→ Work required: Copy every one of the entries below word for word, changing nothing.

[start Task data]

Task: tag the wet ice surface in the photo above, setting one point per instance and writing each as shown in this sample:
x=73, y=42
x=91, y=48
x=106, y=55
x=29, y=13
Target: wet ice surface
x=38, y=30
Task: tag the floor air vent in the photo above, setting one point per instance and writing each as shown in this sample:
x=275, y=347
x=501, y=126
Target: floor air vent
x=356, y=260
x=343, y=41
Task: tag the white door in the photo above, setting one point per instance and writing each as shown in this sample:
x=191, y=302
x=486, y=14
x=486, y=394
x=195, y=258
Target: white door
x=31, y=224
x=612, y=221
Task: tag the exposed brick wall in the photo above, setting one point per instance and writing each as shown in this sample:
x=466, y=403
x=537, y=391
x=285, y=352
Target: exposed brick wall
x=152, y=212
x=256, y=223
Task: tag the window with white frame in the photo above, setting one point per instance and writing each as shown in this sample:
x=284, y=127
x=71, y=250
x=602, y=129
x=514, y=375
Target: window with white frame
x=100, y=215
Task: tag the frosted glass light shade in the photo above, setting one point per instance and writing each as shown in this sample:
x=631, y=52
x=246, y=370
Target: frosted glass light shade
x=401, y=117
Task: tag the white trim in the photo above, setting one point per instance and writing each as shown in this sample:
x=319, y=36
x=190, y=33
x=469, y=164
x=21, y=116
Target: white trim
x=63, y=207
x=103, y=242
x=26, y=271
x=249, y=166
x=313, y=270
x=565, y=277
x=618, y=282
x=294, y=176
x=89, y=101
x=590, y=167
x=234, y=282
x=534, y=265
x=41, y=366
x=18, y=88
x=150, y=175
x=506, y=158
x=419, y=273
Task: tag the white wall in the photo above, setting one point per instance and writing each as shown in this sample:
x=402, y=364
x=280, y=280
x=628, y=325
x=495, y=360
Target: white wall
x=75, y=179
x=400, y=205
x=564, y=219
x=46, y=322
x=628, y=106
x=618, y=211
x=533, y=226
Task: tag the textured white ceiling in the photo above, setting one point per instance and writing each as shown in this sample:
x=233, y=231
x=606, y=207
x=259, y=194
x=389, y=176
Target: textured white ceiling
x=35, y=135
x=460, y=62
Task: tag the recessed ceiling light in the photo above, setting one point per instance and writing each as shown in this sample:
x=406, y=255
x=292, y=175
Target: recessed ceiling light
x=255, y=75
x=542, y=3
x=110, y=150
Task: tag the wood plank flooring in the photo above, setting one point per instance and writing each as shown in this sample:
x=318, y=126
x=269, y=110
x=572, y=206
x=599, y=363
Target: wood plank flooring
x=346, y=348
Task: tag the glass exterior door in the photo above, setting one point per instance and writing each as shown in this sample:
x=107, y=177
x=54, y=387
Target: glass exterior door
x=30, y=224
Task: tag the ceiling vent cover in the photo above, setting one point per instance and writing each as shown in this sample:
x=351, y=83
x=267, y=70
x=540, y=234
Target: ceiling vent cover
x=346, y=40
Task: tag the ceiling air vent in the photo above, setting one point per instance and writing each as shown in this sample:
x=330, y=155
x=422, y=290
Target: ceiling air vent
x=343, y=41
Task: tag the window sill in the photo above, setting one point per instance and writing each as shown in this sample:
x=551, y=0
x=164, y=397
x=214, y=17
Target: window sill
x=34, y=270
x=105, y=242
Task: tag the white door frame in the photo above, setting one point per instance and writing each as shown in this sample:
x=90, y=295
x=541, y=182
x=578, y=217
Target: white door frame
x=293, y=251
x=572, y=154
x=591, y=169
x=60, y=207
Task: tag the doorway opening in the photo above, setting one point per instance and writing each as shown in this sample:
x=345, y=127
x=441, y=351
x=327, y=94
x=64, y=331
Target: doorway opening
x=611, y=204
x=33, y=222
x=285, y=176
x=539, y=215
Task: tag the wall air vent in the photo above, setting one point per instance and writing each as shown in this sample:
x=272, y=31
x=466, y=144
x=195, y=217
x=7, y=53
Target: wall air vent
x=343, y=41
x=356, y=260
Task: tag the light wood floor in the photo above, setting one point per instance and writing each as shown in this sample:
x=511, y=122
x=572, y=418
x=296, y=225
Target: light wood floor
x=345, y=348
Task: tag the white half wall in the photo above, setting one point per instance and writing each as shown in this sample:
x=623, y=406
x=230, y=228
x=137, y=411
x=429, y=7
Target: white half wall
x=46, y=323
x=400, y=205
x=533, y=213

[end Task data]

→ Task output:
Task: tag the wet ice surface in the photo above, setting one point per instance and writing each as shown in this sample:
x=73, y=42
x=91, y=48
x=106, y=55
x=29, y=13
Target: wet ice surface
x=38, y=30
Task: tag the floor air vent in the photo above, setting one point per instance and writing each as shown in this sample:
x=275, y=347
x=501, y=126
Target: floor air vent
x=356, y=260
x=343, y=41
Task: tag the white door in the photo above, setting one point per instance and writing each as shown in this sample:
x=191, y=302
x=486, y=14
x=486, y=394
x=195, y=258
Target: white door
x=31, y=224
x=612, y=221
Task: tag the exposed brick wall in the photo above, setting one point per instance and writing each as shown in this sample:
x=466, y=403
x=537, y=391
x=285, y=352
Target: exposed brick wall
x=152, y=212
x=256, y=223
Task: tag the window with white frame in the photo above, setting one point per instance and writing each as shown in this sample:
x=284, y=127
x=71, y=250
x=602, y=129
x=514, y=375
Target: window with white frame
x=100, y=215
Task: tag the frosted glass light shade in the photo above, setting one point per instance and writing each as shown in this sample:
x=631, y=52
x=246, y=370
Target: frosted glass light shade
x=401, y=117
Task: tag the white trim in the photo above, setting one point per instance and writing each as shown in this sample:
x=319, y=36
x=190, y=33
x=469, y=164
x=21, y=116
Target: white trim
x=63, y=207
x=103, y=242
x=26, y=271
x=249, y=166
x=313, y=270
x=565, y=277
x=618, y=282
x=294, y=176
x=89, y=101
x=590, y=167
x=234, y=282
x=534, y=265
x=41, y=366
x=18, y=88
x=150, y=175
x=506, y=158
x=419, y=273
Task: tag the white wall in the photo above, setting one point per instance and writing each as shown in this sample:
x=402, y=364
x=280, y=280
x=628, y=325
x=495, y=360
Target: white wall
x=75, y=179
x=400, y=205
x=564, y=219
x=46, y=322
x=628, y=106
x=618, y=211
x=533, y=226
Task: tag the textured white ceiling in the photo above, setting one point per instance and writing each as shown in this sample:
x=233, y=231
x=606, y=207
x=259, y=194
x=389, y=176
Target: textured white ceiling
x=35, y=135
x=460, y=62
Task: tag the recessed ceiling light in the photo above, setting one point per instance and writing each as shown in this sample:
x=406, y=255
x=292, y=175
Target: recessed ceiling light
x=255, y=75
x=542, y=3
x=110, y=150
Task: tag the wood plank flooring in the photo above, setting one point per instance and writing each as shown in this sample:
x=318, y=126
x=269, y=110
x=572, y=206
x=599, y=363
Target: wood plank flooring
x=346, y=348
Task: tag the glass exterior door in the photo above, setting one point per instance and writing each as shown in this sample:
x=107, y=177
x=54, y=387
Target: glass exterior door
x=30, y=224
Task: tag the ceiling vent cover in the photo above, setting one point per instance and writing each as shown in this sample:
x=351, y=83
x=267, y=70
x=540, y=234
Target: ceiling vent cover
x=346, y=40
Task: tag the ceiling air vent in the photo above, setting one point per instance and writing each as shown in this sample:
x=330, y=155
x=422, y=290
Target: ceiling air vent
x=343, y=41
Task: tag the window sill in the photo above, setting one point per instance and writing each as shown in this sample:
x=551, y=0
x=164, y=397
x=214, y=17
Target: window sill
x=34, y=270
x=105, y=242
Task: tag the white door frame in the photo above, setting one point per instance and writing each as shown in this sample:
x=90, y=295
x=541, y=182
x=578, y=217
Target: white door frame
x=293, y=251
x=572, y=154
x=591, y=169
x=60, y=207
Task: tag the doorway opening in the photo above, setting one point per instance and writing each as shown in this sample:
x=345, y=127
x=441, y=351
x=327, y=94
x=64, y=331
Target: doorway opening
x=611, y=204
x=33, y=222
x=285, y=176
x=539, y=215
Task: tag the wall air vent in the photo above, setting one point per instance and writing each as shown in this sample:
x=272, y=31
x=466, y=144
x=195, y=217
x=7, y=53
Target: wall air vent
x=343, y=41
x=356, y=260
Task: tag the light wood floor in the photo above, setting one point per instance and writing each as shown in this sample:
x=511, y=122
x=572, y=418
x=296, y=225
Target: light wood floor
x=345, y=348
Task: tag the white half wall in the photo above, setting one point per instance and writing each as shown in this sample:
x=623, y=406
x=230, y=228
x=137, y=411
x=429, y=7
Target: white half wall
x=46, y=323
x=400, y=205
x=533, y=213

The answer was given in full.